Task directions: Please identify every line in the records below that contains the word "metal", and copy each of those lines.

The records:
▼▼▼
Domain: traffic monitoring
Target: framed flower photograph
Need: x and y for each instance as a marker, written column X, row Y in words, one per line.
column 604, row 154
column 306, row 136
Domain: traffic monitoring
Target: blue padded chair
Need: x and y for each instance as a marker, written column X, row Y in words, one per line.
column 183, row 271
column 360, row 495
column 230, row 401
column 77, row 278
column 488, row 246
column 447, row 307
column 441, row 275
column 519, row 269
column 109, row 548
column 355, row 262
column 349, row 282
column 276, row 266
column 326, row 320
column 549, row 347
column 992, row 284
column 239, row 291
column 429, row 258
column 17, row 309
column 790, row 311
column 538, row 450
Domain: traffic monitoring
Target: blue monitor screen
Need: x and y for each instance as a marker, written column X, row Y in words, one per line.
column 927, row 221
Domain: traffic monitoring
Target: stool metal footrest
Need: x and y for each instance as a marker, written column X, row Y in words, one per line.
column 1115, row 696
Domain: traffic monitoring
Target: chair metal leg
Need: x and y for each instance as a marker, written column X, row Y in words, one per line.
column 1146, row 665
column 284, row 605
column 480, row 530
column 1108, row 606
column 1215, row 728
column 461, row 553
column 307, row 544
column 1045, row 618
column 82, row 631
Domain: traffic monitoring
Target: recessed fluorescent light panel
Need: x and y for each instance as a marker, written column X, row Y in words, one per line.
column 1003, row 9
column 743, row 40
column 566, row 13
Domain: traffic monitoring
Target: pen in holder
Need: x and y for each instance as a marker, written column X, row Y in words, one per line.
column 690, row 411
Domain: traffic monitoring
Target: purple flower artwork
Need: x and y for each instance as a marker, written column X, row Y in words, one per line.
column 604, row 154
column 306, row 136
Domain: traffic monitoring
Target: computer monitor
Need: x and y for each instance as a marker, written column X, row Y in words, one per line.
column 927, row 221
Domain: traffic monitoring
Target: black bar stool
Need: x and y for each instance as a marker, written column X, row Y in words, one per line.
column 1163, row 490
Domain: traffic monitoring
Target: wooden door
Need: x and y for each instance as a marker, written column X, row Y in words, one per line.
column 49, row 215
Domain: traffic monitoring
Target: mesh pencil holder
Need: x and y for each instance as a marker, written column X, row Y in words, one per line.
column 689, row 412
▲▲▲
Answer to the problem:
Target: stool metal footrest
Target: chair metal leg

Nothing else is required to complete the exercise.